■ **Schriftliche Aufgabe 1**:
Beantworten Sie anhand des Textes über Ruanda, wann der erste Prozess der Gacaca-Justiz stattfand.
■ **Schriftliche Aufgabe 2**:
Schreiben Sie aus dem Text über Ruanda alles von „Gefragt wird, wie“ bis hin zu „Versöhnungsprozess schaffen konnte.“ wortgetreu ab.

■ **Textauszug**:
◇ ◇ ◇
Wie individuelles Leben bestimmt und Geschichte gemacht wird
Während des Völkermords in Ruanda sind zwischen April und Juli 1994 ca. 800.000 Menschen umgebracht worden, die allermeisten von ihnen waren Tutsi. Der Völkermord kam nicht ohne Vorwarnung. Er war die extreme Eskalation eines Krieges, der am 1. Oktober 1990 begann und mit der Eroberung des Landes im Juli 1994 endete. Die Folgen sind in der Region, vor allem in der Demokratischen Republik Kongo, bis heute spürbar.
Das Projekt befasst sich mit der Entwicklung Ruandas zwischen Juni 2002 und Juni 2012. Im Juni 2002 fand der erste Prozess der traditionellen ruandischen Gacaca-Justiz statt, im Juni 2012 schloss eine feierliche Zeremonie unter Beteiligung vieler Gäste aus dem In- und Ausland die Phase der Völkermordaufarbeitung mittels dieser Form der Justiz ab. Die Gacaca-Justiz bildet somit die zeitliche Klammer der Untersuchung, zumal sie den weltweit bislang einzigartigen Versuch darstellt, Völkermordverbrechen mit den Mitteln der traditionellen Justiz zu ahnden.
Gefragt wird, wie Gacaca in der ruandischen Tradition verwurzelt ist, was die Charakteristika dieser Rechtsprechung waren und wie diese für die Ahndung von Völkermordverbrechen nutzbar gemacht wurden. Dabei geht es insbesondere um die Frage, inwieweit Gacaca zu einer Annäherung zwischen den Bevölkerungsgruppen der Hutu und Tutsi beigetragen hat und möglicherweise sogar das Fundament für einen Versöhnungsprozess schaffen konnte.
◇ ◇ ◇
■ **Vorliegende Einträge**:
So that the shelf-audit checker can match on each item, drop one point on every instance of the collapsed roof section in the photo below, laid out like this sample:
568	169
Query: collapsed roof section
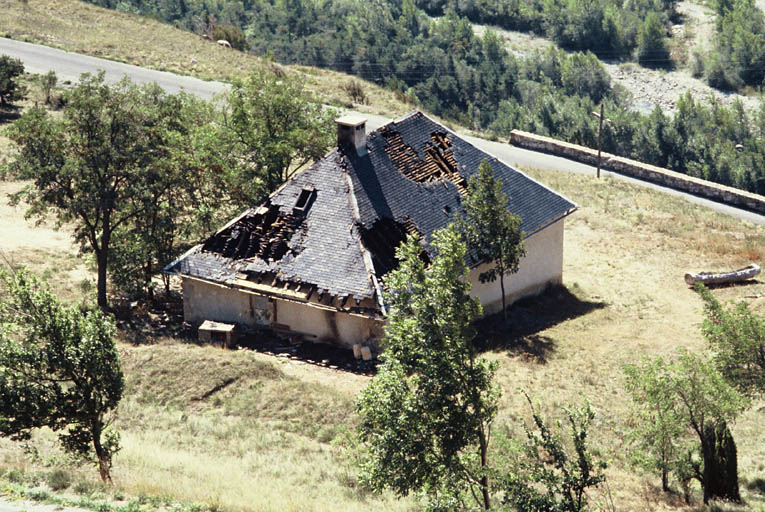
329	234
416	170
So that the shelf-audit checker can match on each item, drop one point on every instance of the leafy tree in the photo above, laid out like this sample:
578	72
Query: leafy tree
490	230
276	125
738	338
549	477
702	403
181	207
657	429
10	70
426	417
105	164
59	368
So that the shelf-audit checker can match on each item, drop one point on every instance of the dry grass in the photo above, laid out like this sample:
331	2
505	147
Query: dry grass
268	438
264	440
627	249
84	28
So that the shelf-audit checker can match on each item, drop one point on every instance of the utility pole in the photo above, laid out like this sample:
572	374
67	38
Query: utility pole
600	133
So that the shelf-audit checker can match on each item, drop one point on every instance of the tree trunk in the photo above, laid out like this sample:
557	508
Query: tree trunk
484	467
103	458
101	262
720	464
502	287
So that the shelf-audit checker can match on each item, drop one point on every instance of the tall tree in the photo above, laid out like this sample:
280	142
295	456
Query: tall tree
278	128
102	165
59	368
658	432
737	336
426	417
491	231
703	404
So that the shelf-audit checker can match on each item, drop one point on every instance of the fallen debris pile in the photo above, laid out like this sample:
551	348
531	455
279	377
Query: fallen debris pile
735	276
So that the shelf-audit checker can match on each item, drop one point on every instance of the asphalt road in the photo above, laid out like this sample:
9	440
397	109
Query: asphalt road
69	66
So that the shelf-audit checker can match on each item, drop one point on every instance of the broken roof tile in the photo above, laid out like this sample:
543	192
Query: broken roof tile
316	228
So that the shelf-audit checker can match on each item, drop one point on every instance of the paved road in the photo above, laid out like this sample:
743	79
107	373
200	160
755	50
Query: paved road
69	66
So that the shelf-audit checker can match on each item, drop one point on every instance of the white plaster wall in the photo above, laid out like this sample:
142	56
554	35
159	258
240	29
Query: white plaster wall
323	325
543	264
203	300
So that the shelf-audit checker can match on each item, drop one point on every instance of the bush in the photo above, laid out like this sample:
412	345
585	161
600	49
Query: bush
354	90
10	90
652	49
58	480
721	74
233	35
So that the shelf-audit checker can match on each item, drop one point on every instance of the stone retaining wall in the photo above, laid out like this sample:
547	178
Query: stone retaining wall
676	180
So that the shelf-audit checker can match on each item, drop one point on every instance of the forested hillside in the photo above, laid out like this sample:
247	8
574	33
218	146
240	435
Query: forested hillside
442	66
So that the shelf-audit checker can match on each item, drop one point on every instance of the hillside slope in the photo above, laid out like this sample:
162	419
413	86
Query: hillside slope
80	27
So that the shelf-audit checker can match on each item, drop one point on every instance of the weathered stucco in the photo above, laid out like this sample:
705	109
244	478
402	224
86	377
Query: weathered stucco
203	300
542	265
324	325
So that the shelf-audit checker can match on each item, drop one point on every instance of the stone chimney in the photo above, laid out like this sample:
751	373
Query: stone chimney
352	132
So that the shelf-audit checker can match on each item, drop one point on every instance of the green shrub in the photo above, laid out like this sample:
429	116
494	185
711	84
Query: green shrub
233	35
58	479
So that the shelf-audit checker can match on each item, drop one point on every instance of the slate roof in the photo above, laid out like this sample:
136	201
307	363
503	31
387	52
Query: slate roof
382	191
411	176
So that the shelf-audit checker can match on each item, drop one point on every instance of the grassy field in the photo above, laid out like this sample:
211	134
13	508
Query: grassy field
238	430
273	437
84	28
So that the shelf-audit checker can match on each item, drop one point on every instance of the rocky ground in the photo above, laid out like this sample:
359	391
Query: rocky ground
651	87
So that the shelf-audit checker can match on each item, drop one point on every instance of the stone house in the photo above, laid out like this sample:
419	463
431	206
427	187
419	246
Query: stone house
312	259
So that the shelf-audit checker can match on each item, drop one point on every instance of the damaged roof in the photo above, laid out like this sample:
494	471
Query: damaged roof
335	226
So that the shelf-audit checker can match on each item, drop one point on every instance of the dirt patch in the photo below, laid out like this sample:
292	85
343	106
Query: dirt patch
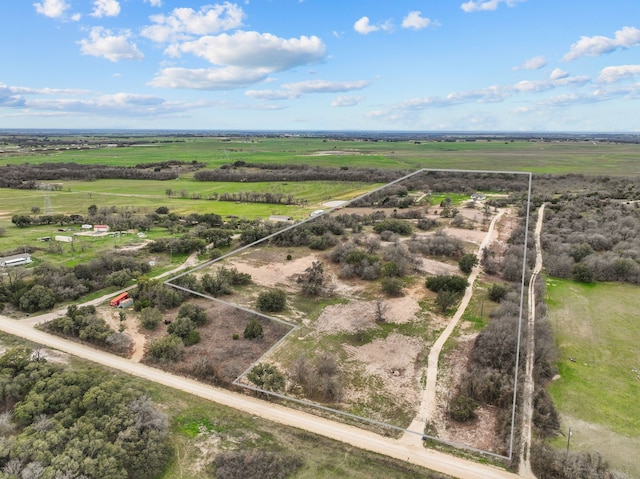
218	357
392	359
361	315
480	433
131	328
271	272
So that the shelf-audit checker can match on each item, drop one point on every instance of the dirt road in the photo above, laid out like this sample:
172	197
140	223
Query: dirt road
433	460
428	404
414	453
527	393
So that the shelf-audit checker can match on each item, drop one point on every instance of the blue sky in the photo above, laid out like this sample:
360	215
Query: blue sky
465	65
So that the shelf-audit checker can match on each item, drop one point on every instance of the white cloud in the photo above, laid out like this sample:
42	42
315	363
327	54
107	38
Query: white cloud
323	86
253	50
534	63
364	26
295	90
599	45
614	74
229	78
487	5
558	74
416	21
184	23
52	8
272	94
346	100
105	8
114	47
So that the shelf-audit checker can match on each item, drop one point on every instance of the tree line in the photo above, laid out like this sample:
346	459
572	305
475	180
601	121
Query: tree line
60	421
30	176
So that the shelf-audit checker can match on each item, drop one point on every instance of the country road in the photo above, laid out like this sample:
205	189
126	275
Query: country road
428	404
414	453
527	394
434	460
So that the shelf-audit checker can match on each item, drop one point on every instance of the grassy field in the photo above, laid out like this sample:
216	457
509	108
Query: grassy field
538	157
597	331
200	429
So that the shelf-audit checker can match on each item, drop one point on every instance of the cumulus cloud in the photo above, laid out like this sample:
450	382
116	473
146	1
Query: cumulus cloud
416	21
614	74
598	45
491	94
323	86
253	50
296	89
229	78
346	101
558	74
487	5
534	63
184	23
364	26
105	8
106	44
52	8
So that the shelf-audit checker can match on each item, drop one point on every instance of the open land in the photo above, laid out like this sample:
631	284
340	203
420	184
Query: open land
380	361
597	331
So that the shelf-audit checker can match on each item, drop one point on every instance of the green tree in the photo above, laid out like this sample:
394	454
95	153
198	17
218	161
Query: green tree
272	301
467	262
582	273
253	330
267	377
166	349
445	299
197	314
150	318
37	298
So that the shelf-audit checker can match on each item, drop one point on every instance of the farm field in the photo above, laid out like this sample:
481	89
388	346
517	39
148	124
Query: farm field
555	157
200	430
597	331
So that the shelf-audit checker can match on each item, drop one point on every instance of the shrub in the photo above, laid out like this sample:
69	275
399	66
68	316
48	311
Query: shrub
253	330
462	408
181	327
150	318
271	301
255	464
497	292
392	286
454	283
166	349
467	262
266	377
396	226
195	313
582	273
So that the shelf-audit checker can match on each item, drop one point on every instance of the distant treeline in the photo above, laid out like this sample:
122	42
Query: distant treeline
30	176
242	171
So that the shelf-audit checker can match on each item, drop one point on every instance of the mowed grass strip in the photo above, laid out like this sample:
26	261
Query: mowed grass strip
536	156
597	331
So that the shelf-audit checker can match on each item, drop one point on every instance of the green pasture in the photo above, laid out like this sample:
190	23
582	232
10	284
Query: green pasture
535	156
199	429
145	196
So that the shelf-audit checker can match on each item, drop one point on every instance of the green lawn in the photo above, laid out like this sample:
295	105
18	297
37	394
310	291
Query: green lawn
538	157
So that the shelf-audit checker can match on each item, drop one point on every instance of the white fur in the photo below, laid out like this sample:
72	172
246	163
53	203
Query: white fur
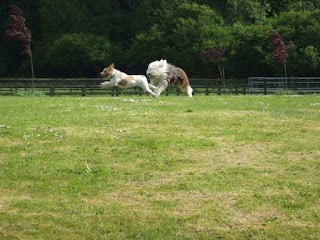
158	72
120	79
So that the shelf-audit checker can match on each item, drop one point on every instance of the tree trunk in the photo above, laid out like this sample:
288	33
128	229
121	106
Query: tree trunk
32	70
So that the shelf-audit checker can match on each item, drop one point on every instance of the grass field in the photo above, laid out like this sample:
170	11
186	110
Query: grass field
215	167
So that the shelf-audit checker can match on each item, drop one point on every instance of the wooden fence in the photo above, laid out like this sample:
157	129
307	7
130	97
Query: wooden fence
269	85
90	86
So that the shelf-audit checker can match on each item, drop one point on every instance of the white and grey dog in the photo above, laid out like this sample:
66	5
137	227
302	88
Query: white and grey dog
120	79
162	74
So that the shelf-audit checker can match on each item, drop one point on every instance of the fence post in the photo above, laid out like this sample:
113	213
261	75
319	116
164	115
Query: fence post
265	86
52	87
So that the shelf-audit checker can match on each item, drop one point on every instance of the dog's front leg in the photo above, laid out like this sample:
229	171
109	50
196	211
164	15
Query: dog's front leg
106	84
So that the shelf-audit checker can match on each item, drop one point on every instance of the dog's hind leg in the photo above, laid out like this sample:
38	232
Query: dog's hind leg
146	88
161	87
106	84
189	91
152	87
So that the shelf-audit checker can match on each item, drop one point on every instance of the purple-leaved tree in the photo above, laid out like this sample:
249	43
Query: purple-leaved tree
18	31
280	51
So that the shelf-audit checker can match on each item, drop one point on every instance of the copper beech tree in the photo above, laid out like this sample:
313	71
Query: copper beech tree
280	51
18	31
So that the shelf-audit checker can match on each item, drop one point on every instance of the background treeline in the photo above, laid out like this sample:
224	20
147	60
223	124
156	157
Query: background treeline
77	38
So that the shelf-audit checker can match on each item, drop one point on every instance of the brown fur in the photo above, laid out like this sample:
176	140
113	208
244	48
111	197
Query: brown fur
177	77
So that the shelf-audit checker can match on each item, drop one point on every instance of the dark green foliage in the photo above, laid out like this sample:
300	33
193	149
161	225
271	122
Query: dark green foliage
74	40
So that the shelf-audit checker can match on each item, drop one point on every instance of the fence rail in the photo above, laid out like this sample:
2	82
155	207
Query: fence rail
269	85
90	86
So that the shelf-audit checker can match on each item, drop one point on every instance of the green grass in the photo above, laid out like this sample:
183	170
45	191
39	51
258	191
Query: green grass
215	167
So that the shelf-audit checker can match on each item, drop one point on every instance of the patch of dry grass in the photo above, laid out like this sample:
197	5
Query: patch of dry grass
218	167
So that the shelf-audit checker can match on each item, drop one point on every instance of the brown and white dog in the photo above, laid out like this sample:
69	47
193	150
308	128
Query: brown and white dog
120	79
162	74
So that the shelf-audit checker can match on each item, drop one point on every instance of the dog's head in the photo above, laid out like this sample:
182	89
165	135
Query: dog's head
157	68
108	72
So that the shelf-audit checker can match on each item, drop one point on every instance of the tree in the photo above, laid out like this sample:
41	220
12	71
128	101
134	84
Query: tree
280	53
215	55
18	31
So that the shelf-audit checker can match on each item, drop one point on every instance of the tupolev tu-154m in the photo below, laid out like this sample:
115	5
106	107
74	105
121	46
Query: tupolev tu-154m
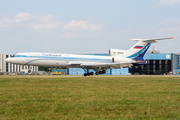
◇ ◇ ◇
■ **Musterlösung 1**:
Im Juni 2002.

■ **Musterlösung 2**:
Gefragt wird, wie Gacaca in der ruandischen Tradition verwurzelt ist, was die Charakteristika dieser Rechtsprechung waren und wie diese für die Ahndung von Völkermordverbrechen nutzbar gemacht wurden. Dabei geht es insbesondere um die Frage, inwieweit Gacaca zu einer Annäherung zwischen den Bevölkerungsgruppen der Hutu und Tutsi beigetragen hat und möglicherweise sogar das Fundament für einen Versöhnungsprozess schaffen konnte.